[Contour labeling items]
....

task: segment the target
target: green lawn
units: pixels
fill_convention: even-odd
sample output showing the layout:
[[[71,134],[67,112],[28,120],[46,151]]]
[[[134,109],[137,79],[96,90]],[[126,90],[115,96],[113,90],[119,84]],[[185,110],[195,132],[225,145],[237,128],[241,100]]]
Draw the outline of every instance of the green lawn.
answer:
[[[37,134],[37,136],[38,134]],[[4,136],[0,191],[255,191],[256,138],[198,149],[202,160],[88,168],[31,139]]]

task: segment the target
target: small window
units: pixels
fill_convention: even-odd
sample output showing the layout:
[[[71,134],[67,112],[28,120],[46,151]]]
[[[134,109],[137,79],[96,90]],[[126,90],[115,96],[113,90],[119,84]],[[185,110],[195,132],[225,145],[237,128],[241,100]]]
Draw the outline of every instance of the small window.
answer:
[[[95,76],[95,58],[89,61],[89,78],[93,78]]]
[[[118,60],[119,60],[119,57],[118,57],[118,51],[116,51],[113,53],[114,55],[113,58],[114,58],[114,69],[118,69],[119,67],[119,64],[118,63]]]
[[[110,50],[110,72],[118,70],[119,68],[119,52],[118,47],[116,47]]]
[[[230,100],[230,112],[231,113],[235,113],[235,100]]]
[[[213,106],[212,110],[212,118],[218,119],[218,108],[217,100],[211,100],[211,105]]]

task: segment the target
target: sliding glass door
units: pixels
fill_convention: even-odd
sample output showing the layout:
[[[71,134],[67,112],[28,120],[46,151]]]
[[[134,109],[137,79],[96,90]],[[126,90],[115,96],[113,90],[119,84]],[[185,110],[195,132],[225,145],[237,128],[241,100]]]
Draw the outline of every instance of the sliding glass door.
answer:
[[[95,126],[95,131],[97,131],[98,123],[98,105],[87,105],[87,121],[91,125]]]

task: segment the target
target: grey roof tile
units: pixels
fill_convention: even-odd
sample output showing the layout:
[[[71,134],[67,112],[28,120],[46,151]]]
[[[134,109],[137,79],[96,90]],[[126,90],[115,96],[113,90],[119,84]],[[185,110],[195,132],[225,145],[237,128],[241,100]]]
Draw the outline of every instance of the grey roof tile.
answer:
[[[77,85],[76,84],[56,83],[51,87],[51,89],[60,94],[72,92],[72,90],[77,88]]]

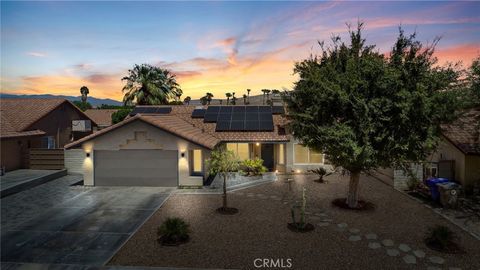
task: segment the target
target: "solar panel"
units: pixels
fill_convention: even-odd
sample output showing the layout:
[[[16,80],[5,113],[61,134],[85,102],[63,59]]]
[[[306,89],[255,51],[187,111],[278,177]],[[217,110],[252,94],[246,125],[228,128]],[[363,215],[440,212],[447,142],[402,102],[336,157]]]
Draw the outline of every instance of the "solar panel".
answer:
[[[206,111],[205,109],[195,109],[192,112],[192,118],[203,118]]]
[[[215,131],[229,131],[230,121],[218,121],[215,127]]]
[[[245,130],[245,121],[232,121],[230,124],[231,131],[243,131]]]
[[[215,122],[217,122],[217,117],[218,117],[218,114],[208,113],[208,110],[207,110],[207,112],[203,116],[203,122],[204,123],[215,123]]]
[[[271,106],[258,106],[258,112],[260,113],[272,113]]]
[[[285,114],[285,109],[283,106],[273,106],[272,107],[273,114]]]
[[[246,107],[245,107],[245,111],[246,111],[247,113],[258,112],[258,106],[246,106]]]
[[[259,121],[259,130],[260,131],[272,131],[273,130],[273,121]]]

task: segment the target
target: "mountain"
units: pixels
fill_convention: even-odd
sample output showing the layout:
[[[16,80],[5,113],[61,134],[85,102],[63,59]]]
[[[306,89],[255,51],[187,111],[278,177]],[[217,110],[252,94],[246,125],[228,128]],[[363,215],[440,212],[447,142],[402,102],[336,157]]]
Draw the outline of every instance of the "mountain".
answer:
[[[81,96],[74,97],[74,96],[64,96],[64,95],[14,95],[14,94],[0,94],[0,98],[63,98],[70,101],[80,101]],[[95,98],[95,97],[88,97],[88,103],[92,104],[93,107],[100,106],[102,104],[107,105],[114,105],[114,106],[121,106],[122,102],[116,101],[109,98]]]

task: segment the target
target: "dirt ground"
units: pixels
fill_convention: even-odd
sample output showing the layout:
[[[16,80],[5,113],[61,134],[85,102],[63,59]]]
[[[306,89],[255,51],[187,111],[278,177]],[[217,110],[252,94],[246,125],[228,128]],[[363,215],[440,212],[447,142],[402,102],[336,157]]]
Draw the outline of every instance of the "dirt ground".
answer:
[[[215,209],[221,204],[220,195],[173,195],[109,265],[258,269],[256,266],[268,259],[267,262],[273,260],[278,263],[276,266],[283,263],[283,268],[290,269],[480,268],[480,241],[390,186],[362,176],[361,198],[373,202],[376,209],[356,212],[331,206],[332,199],[345,196],[347,178],[331,175],[326,178],[326,184],[315,183],[313,178],[294,176],[292,191],[280,179],[229,193],[229,206],[240,210],[233,216],[216,213]],[[292,194],[299,198],[303,187],[310,212],[307,222],[315,225],[313,232],[304,234],[287,229],[291,214],[290,203],[285,203]],[[157,243],[157,228],[167,217],[181,217],[190,223],[189,243],[178,247]],[[347,228],[339,229],[340,223],[346,223]],[[425,233],[434,225],[451,228],[466,253],[443,254],[426,247]],[[366,239],[369,233],[376,234],[378,239]],[[361,240],[350,241],[355,235]],[[393,240],[394,246],[369,248],[369,243],[386,239]],[[407,244],[412,251],[400,251],[400,244]],[[396,249],[399,254],[390,256],[388,249]],[[415,264],[407,264],[405,256],[411,255],[411,258],[414,250],[421,250],[426,256],[416,258]],[[444,264],[431,262],[432,256],[445,259]]]

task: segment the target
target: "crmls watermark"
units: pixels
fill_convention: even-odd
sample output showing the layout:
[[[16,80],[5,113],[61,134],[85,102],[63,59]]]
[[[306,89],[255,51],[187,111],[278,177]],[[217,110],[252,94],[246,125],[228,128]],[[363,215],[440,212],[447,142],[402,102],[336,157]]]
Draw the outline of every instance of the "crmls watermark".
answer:
[[[255,268],[292,268],[293,260],[288,259],[272,259],[272,258],[256,258],[253,260]]]

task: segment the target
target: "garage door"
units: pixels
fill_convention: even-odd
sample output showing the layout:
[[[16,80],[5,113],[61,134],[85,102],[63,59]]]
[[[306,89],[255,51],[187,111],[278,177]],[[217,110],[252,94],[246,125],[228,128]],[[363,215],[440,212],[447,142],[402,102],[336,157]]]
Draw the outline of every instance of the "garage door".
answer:
[[[177,151],[95,151],[96,186],[177,186]]]

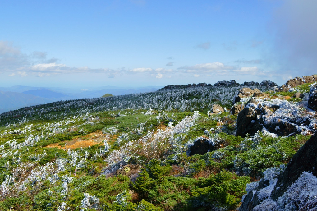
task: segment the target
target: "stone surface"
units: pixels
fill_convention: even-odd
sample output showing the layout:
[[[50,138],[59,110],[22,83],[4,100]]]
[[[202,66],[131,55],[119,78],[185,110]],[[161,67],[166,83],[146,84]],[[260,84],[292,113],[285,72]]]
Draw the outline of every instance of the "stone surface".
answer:
[[[233,114],[239,113],[244,108],[244,104],[243,103],[236,104],[231,108],[231,113]]]
[[[247,82],[247,81],[245,81],[242,84],[244,86],[254,86],[256,85],[259,85],[259,83],[257,82],[255,82],[254,81],[252,81],[250,82]]]
[[[214,104],[212,105],[212,107],[211,108],[211,112],[213,113],[219,113],[220,112],[224,112],[223,109],[222,107],[217,104]]]
[[[262,82],[260,83],[259,85],[262,86],[265,86],[270,87],[274,87],[274,86],[277,86],[277,84],[276,83],[275,83],[273,81],[271,81],[270,80],[264,80],[262,81]]]
[[[254,91],[249,88],[245,87],[239,90],[235,99],[235,102],[240,102],[242,98],[251,97],[254,93]]]
[[[296,77],[293,79],[290,79],[287,81],[285,84],[287,86],[289,86],[293,88],[296,87],[297,86],[299,86],[305,83],[305,82],[301,78]]]
[[[215,147],[207,139],[201,137],[195,141],[194,145],[189,148],[189,155],[192,156],[196,154],[203,155],[215,149]]]
[[[304,171],[311,172],[317,176],[317,133],[312,136],[298,150],[287,164],[286,168],[277,176],[277,181],[271,194],[270,197],[275,201],[287,190],[288,188],[297,179]],[[259,190],[267,186],[268,181],[262,180],[256,189]],[[278,188],[277,188],[278,187]],[[250,191],[244,197],[239,211],[251,210],[261,203],[257,193]]]
[[[270,125],[264,125],[269,132],[274,133],[279,136],[294,135],[298,132],[295,124],[288,121],[281,121]]]
[[[294,97],[296,98],[302,98],[304,97],[304,94],[301,93],[300,92],[296,92],[294,95]]]
[[[307,106],[315,111],[317,111],[317,86],[310,88]]]
[[[237,83],[234,80],[230,80],[230,81],[228,80],[218,81],[215,84],[214,86],[231,86],[240,85],[240,84]]]
[[[237,129],[236,136],[244,137],[248,133],[254,136],[259,130],[262,130],[263,126],[259,122],[257,117],[259,111],[256,111],[251,107],[245,108],[238,115]]]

....

• _Directions for this task_
Return each line from the rows above that contains the word "outline".

• _Answer_
Draw the outline of every instance of the green lawn.
Draw the outline of every instance of the small window.
Draw the outline of every instance of the sliding glass door.
Draw the outline of every instance of the grey roof tile.
Draw the outline of every instance of the "solar panel".
Draw the outline of every instance of the "mountain".
Draw the outline of every instance of the "dirt ground".
Draw the outline of every instance of the "crmls watermark".
Draw the outline of every instance of the "garage door".
Draw the outline of every instance of the "stone surface".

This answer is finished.